--- How to complete this task ---
Starting from the line in which "find the metal" appears, output every line down to the last line of the data below, exactly and without anything more.

--- Saved entries ---
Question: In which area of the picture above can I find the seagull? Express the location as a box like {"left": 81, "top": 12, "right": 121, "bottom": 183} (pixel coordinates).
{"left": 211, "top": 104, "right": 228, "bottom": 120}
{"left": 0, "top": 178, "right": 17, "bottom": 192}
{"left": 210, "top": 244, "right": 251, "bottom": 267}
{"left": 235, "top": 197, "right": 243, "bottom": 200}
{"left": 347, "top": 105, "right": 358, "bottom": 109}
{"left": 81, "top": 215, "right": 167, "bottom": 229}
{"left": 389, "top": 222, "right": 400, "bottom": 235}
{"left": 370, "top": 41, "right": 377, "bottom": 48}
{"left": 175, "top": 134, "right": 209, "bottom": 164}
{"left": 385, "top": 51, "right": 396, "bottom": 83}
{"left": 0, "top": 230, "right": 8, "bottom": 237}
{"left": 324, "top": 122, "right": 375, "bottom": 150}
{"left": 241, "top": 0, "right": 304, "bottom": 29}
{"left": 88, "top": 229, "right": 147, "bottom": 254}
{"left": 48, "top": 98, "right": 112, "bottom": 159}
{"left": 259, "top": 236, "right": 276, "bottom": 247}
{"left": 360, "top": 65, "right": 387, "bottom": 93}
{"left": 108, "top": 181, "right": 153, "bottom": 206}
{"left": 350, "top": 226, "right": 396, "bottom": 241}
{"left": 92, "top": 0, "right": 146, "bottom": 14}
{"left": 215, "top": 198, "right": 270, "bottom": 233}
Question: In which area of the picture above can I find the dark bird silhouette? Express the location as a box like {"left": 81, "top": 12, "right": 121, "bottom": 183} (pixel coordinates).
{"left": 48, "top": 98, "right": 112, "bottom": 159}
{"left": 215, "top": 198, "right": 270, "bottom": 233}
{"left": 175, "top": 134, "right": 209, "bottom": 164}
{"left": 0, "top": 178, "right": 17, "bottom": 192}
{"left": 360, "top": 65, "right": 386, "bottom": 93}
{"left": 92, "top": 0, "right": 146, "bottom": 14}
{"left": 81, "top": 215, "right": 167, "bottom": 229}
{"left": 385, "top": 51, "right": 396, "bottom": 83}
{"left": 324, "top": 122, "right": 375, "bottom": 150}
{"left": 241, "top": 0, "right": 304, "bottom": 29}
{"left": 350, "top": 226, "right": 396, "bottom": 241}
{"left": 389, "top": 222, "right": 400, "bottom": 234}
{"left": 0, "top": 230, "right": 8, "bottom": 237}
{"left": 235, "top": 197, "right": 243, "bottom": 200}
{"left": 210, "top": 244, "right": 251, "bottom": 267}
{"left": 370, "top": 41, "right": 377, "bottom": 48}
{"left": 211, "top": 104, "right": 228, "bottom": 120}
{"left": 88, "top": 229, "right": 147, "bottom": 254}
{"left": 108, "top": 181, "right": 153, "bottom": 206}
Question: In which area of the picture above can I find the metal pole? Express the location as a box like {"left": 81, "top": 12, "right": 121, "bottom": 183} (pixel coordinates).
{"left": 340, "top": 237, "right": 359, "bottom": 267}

--- Exercise output ---
Question: In which area of the picture above can I find the metal pole? Express the location as a box like {"left": 81, "top": 12, "right": 121, "bottom": 183} (pixel coordinates).
{"left": 340, "top": 237, "right": 359, "bottom": 267}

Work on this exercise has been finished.